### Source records

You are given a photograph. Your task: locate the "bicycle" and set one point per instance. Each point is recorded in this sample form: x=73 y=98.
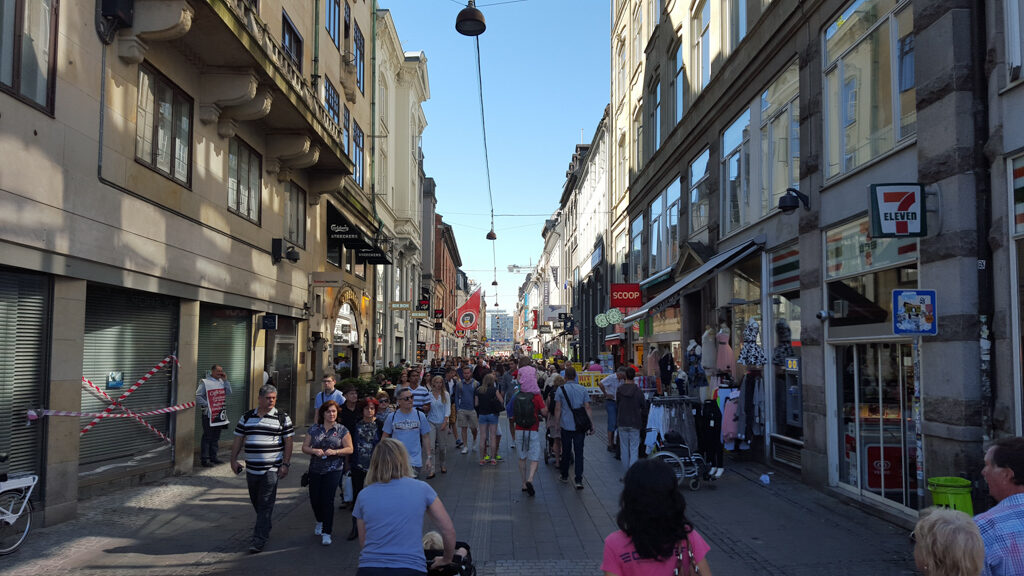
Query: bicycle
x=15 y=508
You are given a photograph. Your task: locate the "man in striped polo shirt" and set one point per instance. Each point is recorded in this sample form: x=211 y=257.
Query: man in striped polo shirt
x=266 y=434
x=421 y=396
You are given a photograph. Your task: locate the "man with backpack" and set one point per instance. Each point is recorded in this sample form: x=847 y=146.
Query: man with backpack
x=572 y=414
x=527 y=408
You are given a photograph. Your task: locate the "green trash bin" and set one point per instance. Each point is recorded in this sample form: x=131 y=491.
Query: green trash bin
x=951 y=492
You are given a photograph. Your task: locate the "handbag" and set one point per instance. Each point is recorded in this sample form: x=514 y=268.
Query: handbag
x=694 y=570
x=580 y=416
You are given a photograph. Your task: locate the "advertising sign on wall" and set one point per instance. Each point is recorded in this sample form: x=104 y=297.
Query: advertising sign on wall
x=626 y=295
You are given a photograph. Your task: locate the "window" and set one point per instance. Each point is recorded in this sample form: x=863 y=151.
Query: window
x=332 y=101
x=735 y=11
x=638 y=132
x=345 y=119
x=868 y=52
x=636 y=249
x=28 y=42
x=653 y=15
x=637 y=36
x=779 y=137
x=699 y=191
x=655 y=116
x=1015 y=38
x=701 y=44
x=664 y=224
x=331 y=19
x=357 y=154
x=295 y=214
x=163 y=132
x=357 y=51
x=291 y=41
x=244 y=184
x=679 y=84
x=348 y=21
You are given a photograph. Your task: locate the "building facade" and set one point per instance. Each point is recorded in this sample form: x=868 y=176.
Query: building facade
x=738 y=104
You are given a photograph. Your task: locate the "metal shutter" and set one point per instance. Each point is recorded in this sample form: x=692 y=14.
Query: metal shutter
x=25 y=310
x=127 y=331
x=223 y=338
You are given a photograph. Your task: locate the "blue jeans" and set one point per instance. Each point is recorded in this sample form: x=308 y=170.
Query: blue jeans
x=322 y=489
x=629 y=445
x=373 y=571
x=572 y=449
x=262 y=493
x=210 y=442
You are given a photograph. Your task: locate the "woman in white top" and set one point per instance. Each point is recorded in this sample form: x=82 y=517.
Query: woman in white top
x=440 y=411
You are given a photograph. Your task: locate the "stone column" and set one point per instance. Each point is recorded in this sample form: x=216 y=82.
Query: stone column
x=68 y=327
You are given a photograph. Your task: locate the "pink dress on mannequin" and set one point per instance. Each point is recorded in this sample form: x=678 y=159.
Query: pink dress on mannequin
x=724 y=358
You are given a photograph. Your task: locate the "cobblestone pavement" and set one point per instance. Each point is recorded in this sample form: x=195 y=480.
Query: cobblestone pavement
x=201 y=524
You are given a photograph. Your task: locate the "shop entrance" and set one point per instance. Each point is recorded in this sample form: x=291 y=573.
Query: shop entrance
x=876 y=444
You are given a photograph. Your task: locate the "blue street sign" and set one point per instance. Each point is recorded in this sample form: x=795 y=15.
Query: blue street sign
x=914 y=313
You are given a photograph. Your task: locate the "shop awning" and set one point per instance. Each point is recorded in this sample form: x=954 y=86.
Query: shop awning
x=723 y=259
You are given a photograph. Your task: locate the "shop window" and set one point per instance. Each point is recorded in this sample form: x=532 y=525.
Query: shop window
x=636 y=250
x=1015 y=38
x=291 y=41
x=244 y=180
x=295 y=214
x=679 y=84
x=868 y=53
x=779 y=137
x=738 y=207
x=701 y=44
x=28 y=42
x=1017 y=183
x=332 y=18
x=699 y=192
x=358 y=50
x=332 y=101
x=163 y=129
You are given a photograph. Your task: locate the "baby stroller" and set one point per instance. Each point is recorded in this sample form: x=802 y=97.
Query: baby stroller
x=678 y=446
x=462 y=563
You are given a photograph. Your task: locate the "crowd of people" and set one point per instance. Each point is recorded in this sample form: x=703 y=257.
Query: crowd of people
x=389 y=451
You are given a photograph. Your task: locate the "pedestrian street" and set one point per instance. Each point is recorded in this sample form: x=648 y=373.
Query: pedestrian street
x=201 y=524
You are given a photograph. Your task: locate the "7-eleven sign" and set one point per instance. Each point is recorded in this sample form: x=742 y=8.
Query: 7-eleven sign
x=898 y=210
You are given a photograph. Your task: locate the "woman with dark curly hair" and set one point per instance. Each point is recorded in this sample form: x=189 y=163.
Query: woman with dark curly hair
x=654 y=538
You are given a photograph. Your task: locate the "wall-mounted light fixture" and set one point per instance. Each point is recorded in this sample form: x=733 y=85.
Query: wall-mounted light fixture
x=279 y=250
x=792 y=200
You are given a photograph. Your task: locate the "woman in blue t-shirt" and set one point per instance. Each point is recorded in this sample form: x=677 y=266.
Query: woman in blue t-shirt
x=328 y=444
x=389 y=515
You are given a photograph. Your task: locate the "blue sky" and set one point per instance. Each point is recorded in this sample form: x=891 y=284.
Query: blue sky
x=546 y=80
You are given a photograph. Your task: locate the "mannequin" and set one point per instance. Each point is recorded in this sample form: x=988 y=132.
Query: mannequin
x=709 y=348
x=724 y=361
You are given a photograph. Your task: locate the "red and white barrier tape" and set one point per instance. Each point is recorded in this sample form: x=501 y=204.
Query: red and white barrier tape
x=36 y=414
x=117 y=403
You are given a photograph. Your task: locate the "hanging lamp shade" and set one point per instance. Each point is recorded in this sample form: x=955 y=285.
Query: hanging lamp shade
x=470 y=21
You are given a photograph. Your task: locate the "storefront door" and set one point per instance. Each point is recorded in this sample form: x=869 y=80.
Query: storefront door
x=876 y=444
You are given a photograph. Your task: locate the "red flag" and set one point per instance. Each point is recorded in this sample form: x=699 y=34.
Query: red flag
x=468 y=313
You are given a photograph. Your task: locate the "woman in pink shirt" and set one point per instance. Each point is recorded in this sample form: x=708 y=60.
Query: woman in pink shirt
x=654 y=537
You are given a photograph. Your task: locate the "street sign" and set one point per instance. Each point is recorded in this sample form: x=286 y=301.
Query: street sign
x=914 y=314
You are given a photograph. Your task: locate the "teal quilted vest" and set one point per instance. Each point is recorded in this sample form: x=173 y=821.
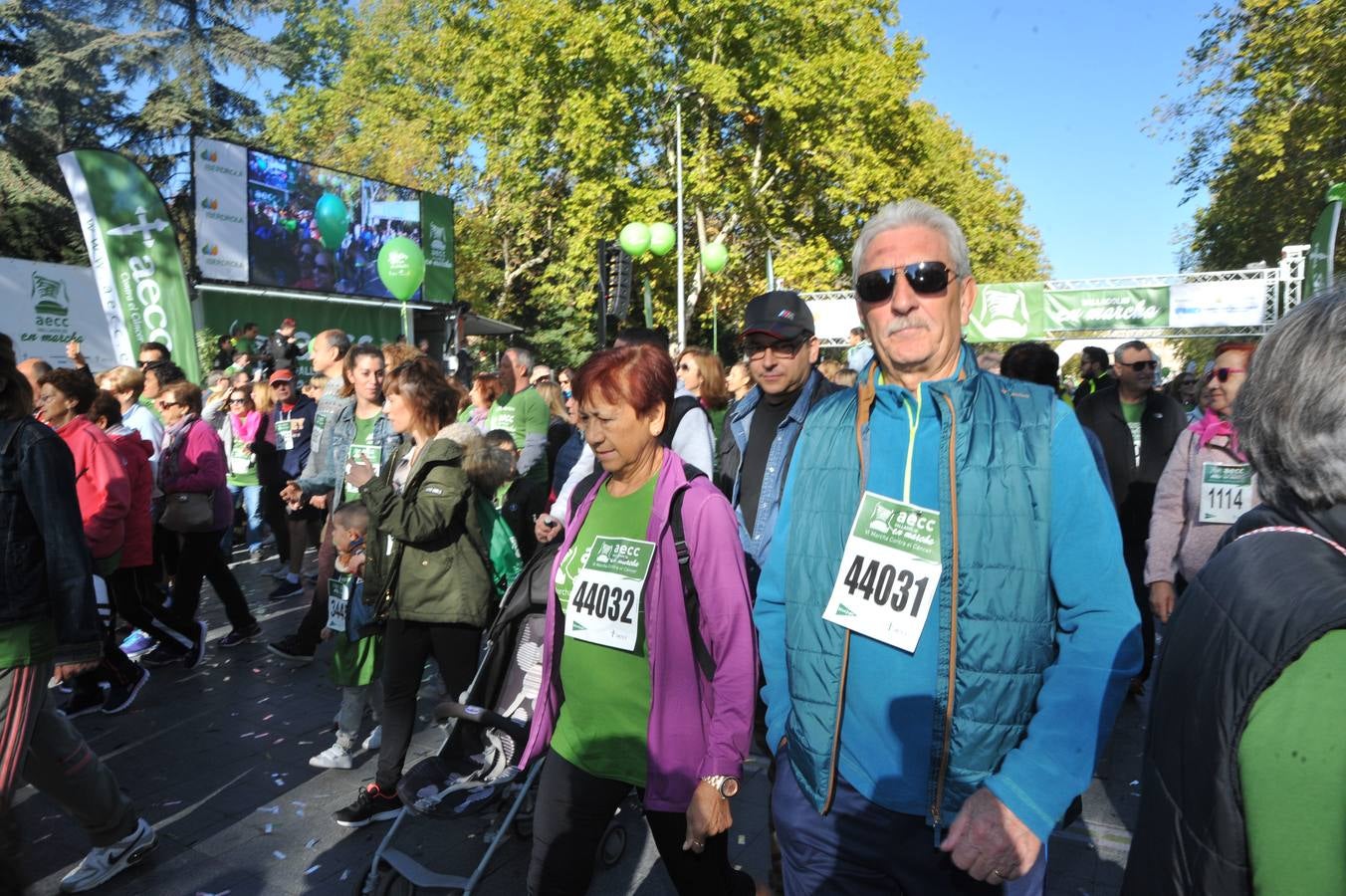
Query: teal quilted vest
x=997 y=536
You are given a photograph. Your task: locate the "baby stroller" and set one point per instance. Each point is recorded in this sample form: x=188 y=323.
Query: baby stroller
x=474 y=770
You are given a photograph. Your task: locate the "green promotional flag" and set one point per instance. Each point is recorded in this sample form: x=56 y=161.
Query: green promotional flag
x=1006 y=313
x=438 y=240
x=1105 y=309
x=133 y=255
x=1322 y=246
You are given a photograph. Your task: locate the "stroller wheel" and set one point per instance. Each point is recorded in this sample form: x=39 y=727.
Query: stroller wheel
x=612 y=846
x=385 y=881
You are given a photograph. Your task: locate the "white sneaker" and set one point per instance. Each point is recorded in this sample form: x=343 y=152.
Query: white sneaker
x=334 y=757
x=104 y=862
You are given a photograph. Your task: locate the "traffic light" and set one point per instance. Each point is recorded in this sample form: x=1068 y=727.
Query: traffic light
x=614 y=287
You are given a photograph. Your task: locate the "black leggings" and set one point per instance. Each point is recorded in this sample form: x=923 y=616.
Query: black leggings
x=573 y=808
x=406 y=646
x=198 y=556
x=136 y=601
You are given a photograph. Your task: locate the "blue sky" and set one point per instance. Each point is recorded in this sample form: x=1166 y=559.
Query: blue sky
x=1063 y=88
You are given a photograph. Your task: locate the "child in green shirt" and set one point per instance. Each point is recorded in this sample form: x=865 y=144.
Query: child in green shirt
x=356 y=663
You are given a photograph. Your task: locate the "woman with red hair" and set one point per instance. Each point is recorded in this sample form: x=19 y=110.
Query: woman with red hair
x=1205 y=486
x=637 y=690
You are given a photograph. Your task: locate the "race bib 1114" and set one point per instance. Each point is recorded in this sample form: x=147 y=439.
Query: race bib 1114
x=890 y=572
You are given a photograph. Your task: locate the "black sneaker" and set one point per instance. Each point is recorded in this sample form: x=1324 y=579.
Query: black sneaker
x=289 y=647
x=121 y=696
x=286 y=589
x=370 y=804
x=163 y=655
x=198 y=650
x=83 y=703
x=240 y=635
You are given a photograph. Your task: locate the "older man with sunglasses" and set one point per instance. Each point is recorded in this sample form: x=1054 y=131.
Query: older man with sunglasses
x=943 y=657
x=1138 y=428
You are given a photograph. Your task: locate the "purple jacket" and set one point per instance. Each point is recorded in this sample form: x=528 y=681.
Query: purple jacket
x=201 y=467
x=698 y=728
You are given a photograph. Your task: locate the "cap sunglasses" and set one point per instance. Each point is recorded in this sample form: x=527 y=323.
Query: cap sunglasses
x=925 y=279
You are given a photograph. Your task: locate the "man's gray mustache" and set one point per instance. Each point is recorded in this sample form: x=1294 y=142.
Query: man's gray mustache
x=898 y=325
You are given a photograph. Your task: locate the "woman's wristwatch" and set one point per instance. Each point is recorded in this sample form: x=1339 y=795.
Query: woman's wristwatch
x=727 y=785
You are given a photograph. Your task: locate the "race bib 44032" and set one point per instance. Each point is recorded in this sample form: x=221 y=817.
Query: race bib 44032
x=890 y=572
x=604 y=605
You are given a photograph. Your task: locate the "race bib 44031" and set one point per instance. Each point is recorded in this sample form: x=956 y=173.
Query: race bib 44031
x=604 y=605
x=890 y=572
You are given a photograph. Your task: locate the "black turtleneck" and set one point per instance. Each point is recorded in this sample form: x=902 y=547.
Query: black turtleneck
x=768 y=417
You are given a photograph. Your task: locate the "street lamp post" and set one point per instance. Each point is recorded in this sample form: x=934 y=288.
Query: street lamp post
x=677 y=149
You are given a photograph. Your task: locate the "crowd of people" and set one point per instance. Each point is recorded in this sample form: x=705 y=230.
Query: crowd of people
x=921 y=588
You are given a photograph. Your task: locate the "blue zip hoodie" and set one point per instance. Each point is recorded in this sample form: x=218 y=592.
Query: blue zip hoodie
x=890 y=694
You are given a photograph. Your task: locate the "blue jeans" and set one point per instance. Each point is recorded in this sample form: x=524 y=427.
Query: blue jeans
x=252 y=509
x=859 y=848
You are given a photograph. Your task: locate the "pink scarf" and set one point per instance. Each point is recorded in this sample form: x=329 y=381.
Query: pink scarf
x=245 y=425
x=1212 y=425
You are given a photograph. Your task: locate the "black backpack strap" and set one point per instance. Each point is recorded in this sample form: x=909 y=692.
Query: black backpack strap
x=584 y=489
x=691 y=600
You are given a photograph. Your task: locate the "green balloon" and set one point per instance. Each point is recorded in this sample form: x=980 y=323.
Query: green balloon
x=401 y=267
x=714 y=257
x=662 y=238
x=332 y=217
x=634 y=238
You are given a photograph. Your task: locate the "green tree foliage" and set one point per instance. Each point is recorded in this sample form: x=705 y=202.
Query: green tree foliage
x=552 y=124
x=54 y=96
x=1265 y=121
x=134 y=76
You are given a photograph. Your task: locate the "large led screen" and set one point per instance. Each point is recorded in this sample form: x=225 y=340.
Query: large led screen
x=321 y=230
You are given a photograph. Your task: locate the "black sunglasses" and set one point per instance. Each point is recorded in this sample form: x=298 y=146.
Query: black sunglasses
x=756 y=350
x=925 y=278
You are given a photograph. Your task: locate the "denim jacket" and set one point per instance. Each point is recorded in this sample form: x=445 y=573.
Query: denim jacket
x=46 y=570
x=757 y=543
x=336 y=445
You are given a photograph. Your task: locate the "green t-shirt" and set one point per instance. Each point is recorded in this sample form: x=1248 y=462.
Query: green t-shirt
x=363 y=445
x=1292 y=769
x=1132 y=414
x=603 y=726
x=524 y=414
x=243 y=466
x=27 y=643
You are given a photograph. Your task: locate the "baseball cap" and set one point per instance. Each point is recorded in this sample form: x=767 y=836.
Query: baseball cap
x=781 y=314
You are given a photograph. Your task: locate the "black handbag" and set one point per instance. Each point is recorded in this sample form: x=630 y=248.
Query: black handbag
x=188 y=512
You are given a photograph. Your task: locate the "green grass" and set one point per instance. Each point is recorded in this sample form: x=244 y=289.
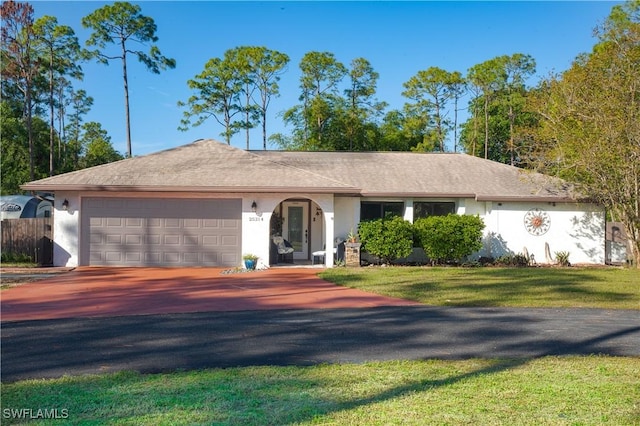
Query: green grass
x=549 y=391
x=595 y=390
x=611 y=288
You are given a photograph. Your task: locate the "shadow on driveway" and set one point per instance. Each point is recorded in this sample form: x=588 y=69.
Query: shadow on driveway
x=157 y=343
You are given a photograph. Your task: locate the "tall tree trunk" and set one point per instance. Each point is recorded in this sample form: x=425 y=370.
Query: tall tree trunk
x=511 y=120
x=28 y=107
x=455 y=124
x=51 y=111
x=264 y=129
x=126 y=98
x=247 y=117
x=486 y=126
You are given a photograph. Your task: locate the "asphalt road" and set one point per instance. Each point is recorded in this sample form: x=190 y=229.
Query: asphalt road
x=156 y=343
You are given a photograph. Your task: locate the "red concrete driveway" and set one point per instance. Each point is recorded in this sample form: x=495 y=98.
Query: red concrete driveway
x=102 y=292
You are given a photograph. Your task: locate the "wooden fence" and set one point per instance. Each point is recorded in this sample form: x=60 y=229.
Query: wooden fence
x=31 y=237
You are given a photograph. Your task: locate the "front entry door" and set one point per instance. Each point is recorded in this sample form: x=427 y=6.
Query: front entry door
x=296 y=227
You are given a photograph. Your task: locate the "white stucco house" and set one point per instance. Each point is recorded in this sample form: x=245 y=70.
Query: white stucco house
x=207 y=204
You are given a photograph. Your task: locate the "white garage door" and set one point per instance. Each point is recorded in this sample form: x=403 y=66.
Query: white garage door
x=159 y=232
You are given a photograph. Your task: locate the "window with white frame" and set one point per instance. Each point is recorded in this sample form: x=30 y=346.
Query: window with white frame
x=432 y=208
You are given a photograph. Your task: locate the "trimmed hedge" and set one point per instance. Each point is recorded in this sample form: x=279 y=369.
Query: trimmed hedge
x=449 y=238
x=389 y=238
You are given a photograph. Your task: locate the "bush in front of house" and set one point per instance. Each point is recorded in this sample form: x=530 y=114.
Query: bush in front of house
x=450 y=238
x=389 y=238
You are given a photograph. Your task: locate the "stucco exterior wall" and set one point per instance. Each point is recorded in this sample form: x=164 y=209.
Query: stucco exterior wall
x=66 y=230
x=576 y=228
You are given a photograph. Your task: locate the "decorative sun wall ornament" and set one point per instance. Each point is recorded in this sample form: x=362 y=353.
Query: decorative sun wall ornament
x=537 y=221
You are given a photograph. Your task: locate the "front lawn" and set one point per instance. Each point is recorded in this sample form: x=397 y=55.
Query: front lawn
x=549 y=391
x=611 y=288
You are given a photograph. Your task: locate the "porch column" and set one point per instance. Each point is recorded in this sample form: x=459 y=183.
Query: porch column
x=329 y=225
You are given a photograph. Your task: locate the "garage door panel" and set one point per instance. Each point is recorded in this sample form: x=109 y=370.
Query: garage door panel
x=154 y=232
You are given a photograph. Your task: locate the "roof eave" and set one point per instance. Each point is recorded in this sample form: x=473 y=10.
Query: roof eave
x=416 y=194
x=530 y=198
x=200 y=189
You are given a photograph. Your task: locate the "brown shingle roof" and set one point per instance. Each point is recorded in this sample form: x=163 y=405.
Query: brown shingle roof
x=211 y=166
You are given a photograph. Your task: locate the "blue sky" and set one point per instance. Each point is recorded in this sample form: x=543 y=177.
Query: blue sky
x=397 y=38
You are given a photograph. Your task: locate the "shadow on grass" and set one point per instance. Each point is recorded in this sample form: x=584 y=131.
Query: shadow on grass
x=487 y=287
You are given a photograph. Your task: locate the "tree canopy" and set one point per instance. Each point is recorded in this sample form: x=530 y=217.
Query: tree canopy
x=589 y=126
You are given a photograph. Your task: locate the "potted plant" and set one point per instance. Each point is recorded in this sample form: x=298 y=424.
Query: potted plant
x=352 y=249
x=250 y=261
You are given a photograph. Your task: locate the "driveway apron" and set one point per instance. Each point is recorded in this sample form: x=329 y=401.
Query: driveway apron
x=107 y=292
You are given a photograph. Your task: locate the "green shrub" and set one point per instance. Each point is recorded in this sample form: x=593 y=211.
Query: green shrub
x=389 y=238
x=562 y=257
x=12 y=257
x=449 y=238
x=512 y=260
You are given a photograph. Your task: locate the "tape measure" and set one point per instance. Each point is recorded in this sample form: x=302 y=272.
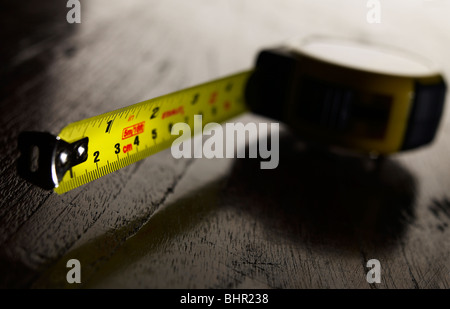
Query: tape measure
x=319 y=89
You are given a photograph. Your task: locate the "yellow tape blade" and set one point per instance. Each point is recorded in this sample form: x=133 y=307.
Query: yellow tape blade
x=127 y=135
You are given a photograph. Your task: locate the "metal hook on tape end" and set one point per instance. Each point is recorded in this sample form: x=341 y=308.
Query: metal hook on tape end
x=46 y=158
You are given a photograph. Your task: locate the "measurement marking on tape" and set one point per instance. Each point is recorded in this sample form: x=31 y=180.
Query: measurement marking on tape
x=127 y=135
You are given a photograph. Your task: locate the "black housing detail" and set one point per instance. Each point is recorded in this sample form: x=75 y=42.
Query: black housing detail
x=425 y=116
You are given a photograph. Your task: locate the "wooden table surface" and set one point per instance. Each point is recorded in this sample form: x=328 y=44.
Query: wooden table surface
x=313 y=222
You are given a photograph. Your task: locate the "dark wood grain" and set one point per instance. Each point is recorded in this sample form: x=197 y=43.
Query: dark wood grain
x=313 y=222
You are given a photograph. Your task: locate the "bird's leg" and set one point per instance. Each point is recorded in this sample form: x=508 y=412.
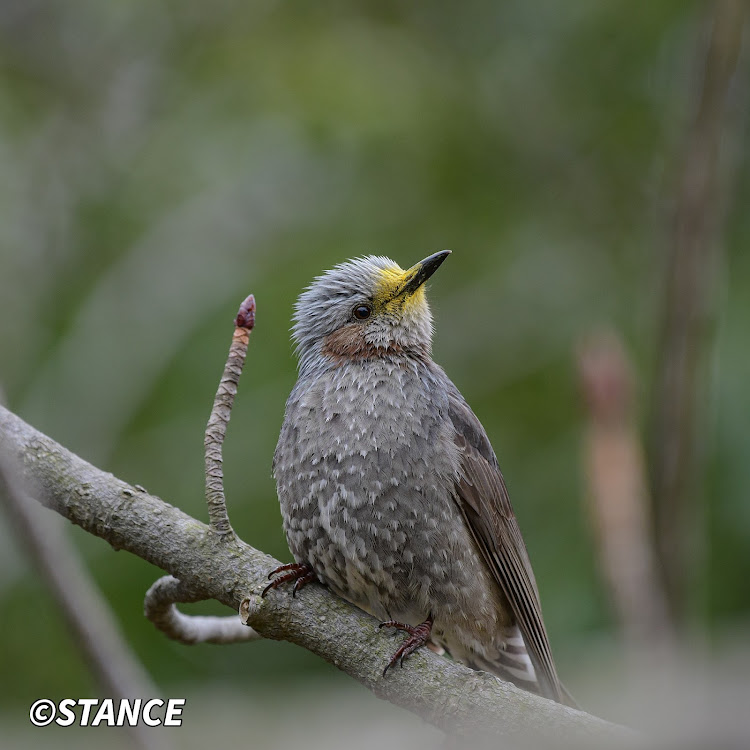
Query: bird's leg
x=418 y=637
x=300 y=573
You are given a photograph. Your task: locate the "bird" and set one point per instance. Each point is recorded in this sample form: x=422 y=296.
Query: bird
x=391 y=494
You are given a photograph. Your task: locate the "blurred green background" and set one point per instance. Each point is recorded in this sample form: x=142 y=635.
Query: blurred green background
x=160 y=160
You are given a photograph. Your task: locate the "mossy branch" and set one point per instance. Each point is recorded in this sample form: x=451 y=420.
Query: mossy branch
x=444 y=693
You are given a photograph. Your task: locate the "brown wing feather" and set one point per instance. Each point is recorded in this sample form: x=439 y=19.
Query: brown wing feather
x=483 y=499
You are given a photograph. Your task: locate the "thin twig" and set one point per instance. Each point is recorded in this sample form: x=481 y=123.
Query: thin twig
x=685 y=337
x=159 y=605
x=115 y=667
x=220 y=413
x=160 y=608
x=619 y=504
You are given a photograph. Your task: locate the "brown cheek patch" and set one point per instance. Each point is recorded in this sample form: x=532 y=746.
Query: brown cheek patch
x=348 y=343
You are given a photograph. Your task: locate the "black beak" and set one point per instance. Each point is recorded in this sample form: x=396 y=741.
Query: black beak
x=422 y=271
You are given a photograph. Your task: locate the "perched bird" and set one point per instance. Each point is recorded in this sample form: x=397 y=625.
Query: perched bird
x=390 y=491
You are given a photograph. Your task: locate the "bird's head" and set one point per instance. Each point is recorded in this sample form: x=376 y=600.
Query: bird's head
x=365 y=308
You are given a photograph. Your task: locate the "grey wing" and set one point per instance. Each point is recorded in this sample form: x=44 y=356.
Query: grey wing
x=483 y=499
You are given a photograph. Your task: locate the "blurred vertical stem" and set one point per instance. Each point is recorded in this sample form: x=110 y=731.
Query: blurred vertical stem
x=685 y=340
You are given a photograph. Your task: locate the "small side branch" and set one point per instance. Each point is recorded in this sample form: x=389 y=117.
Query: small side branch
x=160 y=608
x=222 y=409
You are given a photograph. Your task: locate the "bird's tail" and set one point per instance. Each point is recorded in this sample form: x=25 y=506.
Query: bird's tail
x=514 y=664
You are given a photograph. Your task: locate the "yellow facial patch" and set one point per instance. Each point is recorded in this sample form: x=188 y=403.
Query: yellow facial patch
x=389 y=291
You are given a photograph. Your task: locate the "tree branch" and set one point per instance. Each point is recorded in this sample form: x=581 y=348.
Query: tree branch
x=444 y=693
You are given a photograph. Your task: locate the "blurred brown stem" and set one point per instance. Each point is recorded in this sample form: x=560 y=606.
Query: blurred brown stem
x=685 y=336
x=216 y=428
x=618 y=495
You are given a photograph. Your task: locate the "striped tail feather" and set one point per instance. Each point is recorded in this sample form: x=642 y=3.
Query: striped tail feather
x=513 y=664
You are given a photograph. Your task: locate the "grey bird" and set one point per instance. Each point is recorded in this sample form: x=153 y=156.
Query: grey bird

### What is asked
Repeat exactly the lines above, starting with the line that contains "form: x=581 y=348." and ending with the last line, both included, and nothing else.

### Written answer
You are given a photograph. Your task: locate the "tree branch" and set one point per instance. Each point is recorded in this sample form: x=581 y=348.
Query: tree branch
x=444 y=693
You are given a photograph. Your task: locate the "blurred brown stem" and set one point per instance. Each point is recorded in this sample form: x=560 y=606.
Query: blurred brown stem
x=685 y=336
x=216 y=428
x=618 y=495
You are given a photograph. Your task: locate the "striped tail feather" and set one point per instance. Each point is recorded in this sample form: x=642 y=3.
Query: striped tail feather
x=513 y=664
You are given a photograph. Your task: locate the "grey bird" and set one point per instance. Each point is recorded in this sample form: x=153 y=156.
Query: grey bird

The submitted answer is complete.